**Task brief**
Output each line of the material exactly as it stands.

--- BEGIN Stored rows ---

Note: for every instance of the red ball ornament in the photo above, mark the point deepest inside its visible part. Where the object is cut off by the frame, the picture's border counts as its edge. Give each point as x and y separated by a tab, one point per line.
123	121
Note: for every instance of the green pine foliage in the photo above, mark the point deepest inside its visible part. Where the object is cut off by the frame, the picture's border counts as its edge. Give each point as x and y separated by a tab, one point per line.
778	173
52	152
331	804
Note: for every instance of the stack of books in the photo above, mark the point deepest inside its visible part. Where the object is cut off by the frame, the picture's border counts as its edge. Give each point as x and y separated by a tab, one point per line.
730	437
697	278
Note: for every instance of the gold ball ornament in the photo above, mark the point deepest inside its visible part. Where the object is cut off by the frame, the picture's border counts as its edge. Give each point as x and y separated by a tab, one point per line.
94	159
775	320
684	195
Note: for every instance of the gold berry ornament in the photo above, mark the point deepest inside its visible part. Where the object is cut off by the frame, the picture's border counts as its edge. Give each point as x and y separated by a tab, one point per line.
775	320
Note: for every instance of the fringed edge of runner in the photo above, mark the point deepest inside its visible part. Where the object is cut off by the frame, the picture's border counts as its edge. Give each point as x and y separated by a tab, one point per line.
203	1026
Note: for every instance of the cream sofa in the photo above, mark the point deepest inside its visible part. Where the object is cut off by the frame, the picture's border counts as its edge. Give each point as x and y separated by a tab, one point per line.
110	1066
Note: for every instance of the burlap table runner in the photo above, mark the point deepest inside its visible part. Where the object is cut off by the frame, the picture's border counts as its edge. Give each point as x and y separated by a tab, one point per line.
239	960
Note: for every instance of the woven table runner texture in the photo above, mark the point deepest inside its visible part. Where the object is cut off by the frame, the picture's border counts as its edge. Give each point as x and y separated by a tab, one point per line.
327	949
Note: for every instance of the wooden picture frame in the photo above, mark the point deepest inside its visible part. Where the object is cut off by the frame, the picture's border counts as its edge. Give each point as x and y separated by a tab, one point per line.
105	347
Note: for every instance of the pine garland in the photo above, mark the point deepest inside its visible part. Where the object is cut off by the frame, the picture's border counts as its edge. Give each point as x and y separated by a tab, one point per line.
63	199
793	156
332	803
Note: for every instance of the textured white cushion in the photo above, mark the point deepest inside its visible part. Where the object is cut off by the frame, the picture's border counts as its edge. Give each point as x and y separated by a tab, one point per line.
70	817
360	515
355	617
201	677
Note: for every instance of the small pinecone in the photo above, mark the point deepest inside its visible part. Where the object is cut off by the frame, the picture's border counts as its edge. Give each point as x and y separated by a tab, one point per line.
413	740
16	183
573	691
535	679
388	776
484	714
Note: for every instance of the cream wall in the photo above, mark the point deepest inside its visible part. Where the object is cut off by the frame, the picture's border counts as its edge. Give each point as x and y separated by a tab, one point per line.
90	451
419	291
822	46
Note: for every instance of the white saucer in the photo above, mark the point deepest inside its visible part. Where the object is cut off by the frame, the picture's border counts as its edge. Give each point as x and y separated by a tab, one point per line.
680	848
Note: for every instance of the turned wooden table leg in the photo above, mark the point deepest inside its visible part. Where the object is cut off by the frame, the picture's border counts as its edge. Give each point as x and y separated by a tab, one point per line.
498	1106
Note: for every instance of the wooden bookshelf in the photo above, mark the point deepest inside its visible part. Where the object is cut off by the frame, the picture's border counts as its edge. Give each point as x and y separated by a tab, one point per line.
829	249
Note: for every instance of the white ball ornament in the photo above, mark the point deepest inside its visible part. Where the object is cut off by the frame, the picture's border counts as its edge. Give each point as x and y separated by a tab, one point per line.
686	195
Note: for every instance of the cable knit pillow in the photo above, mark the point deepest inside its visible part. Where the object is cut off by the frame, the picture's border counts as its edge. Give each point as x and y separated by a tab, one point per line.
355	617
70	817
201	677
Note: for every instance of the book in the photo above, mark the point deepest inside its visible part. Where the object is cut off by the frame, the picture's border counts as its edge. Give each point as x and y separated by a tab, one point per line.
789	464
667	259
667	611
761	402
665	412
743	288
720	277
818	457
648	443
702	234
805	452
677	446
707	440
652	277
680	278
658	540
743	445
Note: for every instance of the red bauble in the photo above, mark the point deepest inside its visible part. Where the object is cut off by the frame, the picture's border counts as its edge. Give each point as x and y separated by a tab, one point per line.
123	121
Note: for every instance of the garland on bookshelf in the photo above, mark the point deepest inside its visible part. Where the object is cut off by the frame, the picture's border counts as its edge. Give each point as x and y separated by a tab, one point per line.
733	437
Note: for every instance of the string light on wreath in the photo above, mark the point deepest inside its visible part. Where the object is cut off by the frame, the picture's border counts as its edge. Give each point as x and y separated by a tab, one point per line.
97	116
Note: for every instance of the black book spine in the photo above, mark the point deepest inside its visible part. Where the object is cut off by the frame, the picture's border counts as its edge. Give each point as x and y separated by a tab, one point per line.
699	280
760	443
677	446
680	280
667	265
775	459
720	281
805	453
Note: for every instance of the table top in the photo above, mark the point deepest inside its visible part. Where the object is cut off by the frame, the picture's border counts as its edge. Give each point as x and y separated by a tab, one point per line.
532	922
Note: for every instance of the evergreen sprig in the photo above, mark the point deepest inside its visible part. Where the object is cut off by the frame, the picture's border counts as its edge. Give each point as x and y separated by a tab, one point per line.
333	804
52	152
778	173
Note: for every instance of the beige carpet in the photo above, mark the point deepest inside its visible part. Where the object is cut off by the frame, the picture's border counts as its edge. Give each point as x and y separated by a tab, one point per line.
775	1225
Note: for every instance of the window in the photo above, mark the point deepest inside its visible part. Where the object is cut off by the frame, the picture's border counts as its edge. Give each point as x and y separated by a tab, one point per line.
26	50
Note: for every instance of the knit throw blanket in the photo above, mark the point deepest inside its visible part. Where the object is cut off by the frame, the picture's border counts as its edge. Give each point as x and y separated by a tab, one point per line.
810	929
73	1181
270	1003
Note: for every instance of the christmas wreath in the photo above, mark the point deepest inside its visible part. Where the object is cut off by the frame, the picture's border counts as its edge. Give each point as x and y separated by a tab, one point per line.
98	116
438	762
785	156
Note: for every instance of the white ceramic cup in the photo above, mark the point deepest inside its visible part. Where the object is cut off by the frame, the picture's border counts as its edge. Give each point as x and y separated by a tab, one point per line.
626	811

--- END Stored rows ---

**Output for this exercise**
Note: for every instance of the red ball ornament in the photo above, mark the point deepest inside its visible part. Where the object is cut off by the frame, the picture's border counts as its edge. Give each point as x and y separated by a tab, one point per line.
123	121
Note: for every instance of the green pine foliage in the photo above, mark the point deepest inside its visible part. Where the object is cut off by the frame, the picture's border counts as its edge. Give each point as x and y separated by a tab, one point per line.
778	173
52	152
331	804
Note: for every instance of the stack of books in the photo above, mark the point deepest inside its visible part. Where the object is cut off by the frame, the picture's border counts as its edge. Give each point as x and y separated by a tab, one point per line.
730	437
697	278
Note: for every instance of the gold ball ornament in the photo above, mark the point deepest inside its visible part. Where the object is cut off by the frame, the picture's border counts as its edge. Give each point as x and y separated by a tab, one point per line.
94	159
775	320
684	195
Note: for every instance of the gold berry ornament in the photo above, mark the point deepest inside its visible part. Where the object is cut off by the frame, the picture's border counts as its edge. Give each point as x and y separated by a tab, one point per line.
775	320
Note: for every instance of the fringed edge of runner in the photo above, mark the point deepest inside its visible part. Where the object is cut off by the frame, the picture's border counts as its edge. Give each point as x and y separated by a tab, one point per line.
203	1026
Note: for every instance of the cream sofa in the photo above, mark the point deepest inside its visible part. Where the object is cut off by the frame, the picture's border counts as its edge. Give each point as x and y separated by a tab, one point per line.
110	1066
Note: for every instance of the burlap table runner in the photo above, mark the point deepest inside its visible part. Where the object is cut off by the frame, the picture's border counts as its edge. Give each point as x and y separated by a tab, one point per line.
239	960
Note: for every instance of the woven table runner texture in the photo above, mark the point deepest inside its visible part. Where the object is cut off by the frame, the picture's border counts as its edge. Give each point as x and y separated by a tab, one point per line.
327	949
Note: for every instance of the wooden picture frame in the photo above, mark the point deepest inside its visible part. Where the object is cut off by the frame, the picture's border counts as its edge. Give each point as x and y separated by a tab, one point per line.
105	347
Note: for every instance of the pine garland in the photo above, mark the point deepest inside its visible part. Where the object is cut off by the frame, the picture's border counts as its edge. Give each point as x and y separated by a tab, one point per line.
63	199
793	156
332	803
Note: for every instance of the textured white cushion in the photo above, mark the point deepest inside its visible part. Where the object is cut off by the frame, the picture's border counts as its edge. Give each point as x and y separated by a tab, one point per line.
70	817
360	515
355	617
201	677
Note: for every instance of the small pinecone in the photo above, mark the point deepest inside its visible part. Where the object is cut off by the frame, the picture's border counts as its edge. Give each point as x and y separated by a tab, one point per line.
413	740
16	183
573	691
535	679
388	776
484	714
Note: for every instance of the cream wall in the photo above, mark the point deepest inside its visible part. Where the object is cut off by the frame, the picture's border counts as its edge. Give each point as x and y separated by a tab, one point per line.
90	451
419	291
822	46
Note: for every instance of the white saucer in the photo above, mark the point deepest inside its visible part. Where the object is cut off by the frame, the picture's border counts as its edge. Give each point as x and y separated by a tab, one point per line.
680	848
Note: for every instance of the turned wooden table leg in the photo above, mark the point deepest inside its visible part. Where the object is cut off by the frame, the picture's border counts as its edge. Give each point as x and y separated by a tab, one point per line.
498	1106
Note: for every instance of the wooden bookshelf in the photo above, mark the point deepest inside its visible part. Where the object is cut off by the frame, the picture's border counts as its edge. Give each point as x and y separated by a tab, one point per line.
829	249
Note: for every instance of the white ball ornament in the photo above, mark the point deepest inside its visible part. Where the object is cut off by the frame, the picture's border counts as its edge. Give each point as x and y separated by a tab, one point per line.
686	195
Note: for every instance of the cable knit pillow in the photo above, mark the point deepest inside its visible part. Where the object is cut off by the frame, the picture's border counts as its edge. Give each point as x and y separated by a tab, one point per line.
355	617
70	817
201	677
Note: for every instance of the book in the photo above, mark the point deepest inside its visible part. Where the object is cut off by the frame, the picture's border counts as its edge. Give each point as x and y separated by a tab, one point per line.
789	464
667	259
667	611
761	402
665	412
743	288
720	277
818	457
648	443
702	234
805	452
677	446
707	440
652	277
680	278
658	540
743	445
Note: for every instance of the red bauble in the photo above, mark the point deepest inside its visible part. Where the object is cut off by the frame, the picture's border counts as its edge. Give each point as x and y separated by a tab, one point per line.
123	121
Note: for every instance of the garland on bookshelf in the photo above, mark the point deepest inside its visible part. Where the object is cut off by the frame, the picture's border counts as its edge. Give each point as x and y separated by a tab, one point per line.
733	437
Note: for every instance of the string light on wreath in the photo above, mark the point deepest inside its visible part. Where the object is cut off by the frame, the picture's border counts as its edge. Give each point as x and y separated by a tab, one point per line.
97	116
Note: for every instance of the black book spine in the photo above, mark the point deepest inside its visible part. Where the object is cut off by the frame, the picture's border counts as its edge. Give each point as x and y separated by a tab, one point per line.
699	280
760	443
677	446
680	280
667	265
775	459
720	281
805	453
Note: for every instance of the table top in the photo above, mark the point deepest inside its visible part. Where the object is cut off by the frame, the picture's border counts as its edge. Give each point as x and y separated by a tab, one point per line.
532	922
Note: for every instance of the evergreen sprig in the photo above, mark the point deepest inside its visible part. Where the object is cut off by the frame, the picture's border counts as its edge. Give each point as x and y separated by a tab, one point per line.
333	804
52	152
778	173
Note: for every instance of the beige carpet in the photo above, mark the point deepest inside its visible part. Where the object is cut off by the frame, the picture's border counts as its edge. Give each point as x and y separated by a tab, one point per line.
775	1225
Note: for every instance of the window in the photo above, mark the point deepest inside its visible part. Where the object is cut off by the frame, the picture's border counts as its edge. Give each point as x and y separated by a tab, one point per line.
26	50
Note: for every instance of the knit throw blanket in the photo above, mark the point deepest inside its visible part. Where the object is cut off by the frame, the picture's border counts as its edge. Give each point as x and y separated by a tab, one point per line.
810	929
73	1181
270	1003
Note: for every instance of the christmas wreath in the photo above, mark the point deepest inside its visible part. Where the object is cut off by the frame, the picture's border counts as its edge. Give each point as x and y separated by a tab, one point per line.
98	116
438	762
785	156
Note: for every instance of the white ceramic cup in the photo above, mark the point deepest inside its visible part. Where the object is cut off by the frame, the picture's border counts as its edge. Give each point as x and y separated by a tab, one point per line.
626	811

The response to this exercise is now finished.